> [Task input]
-.-.-

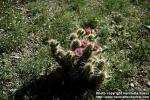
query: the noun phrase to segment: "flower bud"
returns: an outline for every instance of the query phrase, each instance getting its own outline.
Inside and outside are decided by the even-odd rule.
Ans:
[[[74,51],[76,48],[81,47],[81,42],[79,39],[75,39],[71,43],[71,49]]]

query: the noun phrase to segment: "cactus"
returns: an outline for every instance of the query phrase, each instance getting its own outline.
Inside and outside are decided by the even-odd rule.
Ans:
[[[70,50],[60,49],[62,47],[58,47],[56,40],[50,42],[50,47],[56,62],[64,74],[67,74],[67,81],[73,84],[82,79],[85,80],[84,83],[91,84],[96,89],[105,79],[105,63],[100,59],[101,47],[94,42],[96,35],[87,34],[85,30],[80,28],[76,33],[70,34]]]
[[[88,39],[90,34],[81,28],[70,34],[70,49],[61,47],[57,40],[49,40],[50,52],[59,67],[17,90],[14,100],[25,100],[24,96],[32,100],[88,100],[83,97],[85,93],[96,92],[105,79],[102,49],[95,39]]]

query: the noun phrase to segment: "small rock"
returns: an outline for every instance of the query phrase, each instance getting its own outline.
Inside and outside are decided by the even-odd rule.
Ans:
[[[134,84],[133,84],[133,83],[130,83],[130,86],[131,86],[131,87],[134,87]]]
[[[150,81],[148,81],[148,82],[146,83],[146,86],[147,86],[147,87],[150,87]]]

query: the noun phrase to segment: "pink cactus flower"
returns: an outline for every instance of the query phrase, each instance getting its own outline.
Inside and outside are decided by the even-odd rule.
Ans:
[[[94,44],[92,50],[97,51],[100,48],[98,44]]]
[[[82,40],[81,43],[83,48],[87,47],[90,44],[88,40]]]
[[[91,29],[90,27],[86,28],[86,29],[85,29],[85,33],[86,33],[87,35],[91,34],[91,33],[92,33],[92,29]]]
[[[81,48],[76,48],[74,53],[76,56],[81,57],[83,55],[83,50]]]

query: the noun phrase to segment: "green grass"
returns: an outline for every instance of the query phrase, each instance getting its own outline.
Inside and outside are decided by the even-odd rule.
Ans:
[[[80,26],[94,27],[106,48],[103,55],[111,78],[102,89],[130,90],[136,64],[150,59],[149,29],[144,27],[150,26],[149,2],[138,1],[0,1],[0,99],[7,100],[11,89],[52,69],[54,61],[43,41],[55,38],[67,48],[67,36]],[[13,53],[20,58],[12,58]]]

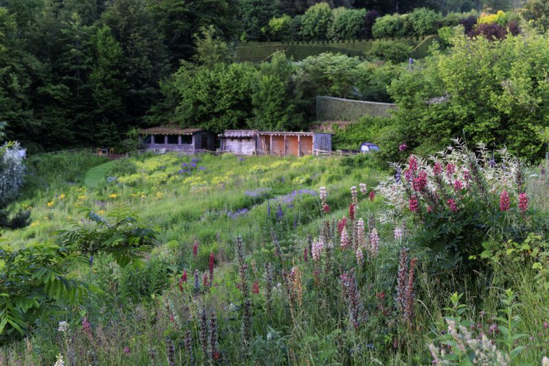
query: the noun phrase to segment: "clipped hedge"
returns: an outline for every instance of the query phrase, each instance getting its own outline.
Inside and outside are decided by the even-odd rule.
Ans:
[[[318,121],[358,121],[364,116],[390,118],[390,103],[377,103],[331,97],[316,97],[316,119]]]
[[[432,36],[428,36],[430,38]],[[417,47],[424,42],[423,37],[408,38],[385,38],[384,41],[401,43]],[[430,44],[432,40],[428,42]],[[283,51],[286,57],[293,57],[299,61],[308,56],[316,56],[323,52],[331,52],[353,56],[364,56],[372,48],[375,40],[354,40],[345,41],[301,41],[301,42],[250,42],[239,44],[236,47],[235,59],[237,62],[258,63],[269,59],[277,51]],[[417,54],[412,57],[425,57]]]

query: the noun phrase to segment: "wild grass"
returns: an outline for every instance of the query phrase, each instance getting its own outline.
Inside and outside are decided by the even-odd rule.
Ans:
[[[78,164],[91,167],[99,162]],[[412,246],[410,258],[419,260],[415,317],[410,324],[402,322],[395,306],[400,243],[392,228],[377,224],[379,254],[365,254],[364,266],[357,265],[354,252],[338,248],[337,235],[329,269],[325,271],[325,254],[317,262],[312,260],[309,236],[314,240],[326,223],[334,230],[342,217],[349,217],[349,188],[364,182],[369,193],[387,174],[342,162],[312,157],[146,156],[115,162],[108,171],[102,168],[95,188],[83,180],[68,183],[72,182],[69,175],[57,178],[56,169],[45,167],[43,171],[52,172],[51,176],[45,174],[40,181],[49,182],[49,188],[40,193],[26,191],[16,203],[32,207],[33,224],[3,233],[8,245],[19,247],[54,240],[55,232],[68,228],[67,219],[80,217],[83,208],[104,215],[117,205],[128,205],[140,210],[144,223],[162,230],[142,268],[121,269],[102,256],[94,258],[93,266],[75,269],[80,278],[103,292],[91,293],[76,307],[60,304],[59,313],[40,319],[26,340],[0,349],[0,365],[54,365],[61,354],[65,365],[171,365],[167,337],[174,342],[175,365],[188,365],[185,330],[190,330],[197,365],[431,365],[428,346],[438,345],[437,339],[447,330],[444,317],[452,316],[455,310],[452,295],[463,294],[459,302],[466,307],[461,316],[475,325],[469,328],[477,335],[499,321],[493,317],[501,316],[506,307],[502,298],[506,289],[515,291],[514,302],[520,304],[515,308],[520,321],[513,332],[527,334],[519,339],[524,349],[511,364],[539,365],[549,338],[549,286],[544,284],[549,281],[540,281],[529,258],[504,257],[489,267],[443,273],[434,270],[426,249]],[[179,173],[183,163],[185,171],[189,164],[196,167],[190,174]],[[110,177],[117,179],[108,181]],[[531,204],[541,212],[549,208],[544,196],[546,182],[537,177],[528,186]],[[329,212],[325,214],[318,195],[323,186],[328,191]],[[286,196],[296,191],[305,193]],[[238,215],[240,210],[246,210]],[[381,197],[371,201],[359,193],[357,219],[367,223],[384,210]],[[247,347],[242,340],[245,298],[235,265],[237,235],[246,245],[247,296],[251,299]],[[406,243],[412,245],[411,240]],[[213,283],[205,286],[210,253],[215,258]],[[268,291],[266,263],[274,272]],[[368,312],[358,330],[349,322],[340,278],[351,268],[358,298]],[[193,283],[196,270],[198,291]],[[180,283],[184,271],[187,280]],[[202,309],[217,319],[220,358],[215,361],[203,354],[200,345]],[[84,319],[90,323],[89,331]],[[68,321],[70,334],[57,330],[62,320]],[[502,348],[501,334],[491,337]]]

-.-.-

> [Requirements] State how many lines in the records above contain the string "grass". Give only the number.

> [Task solution] 2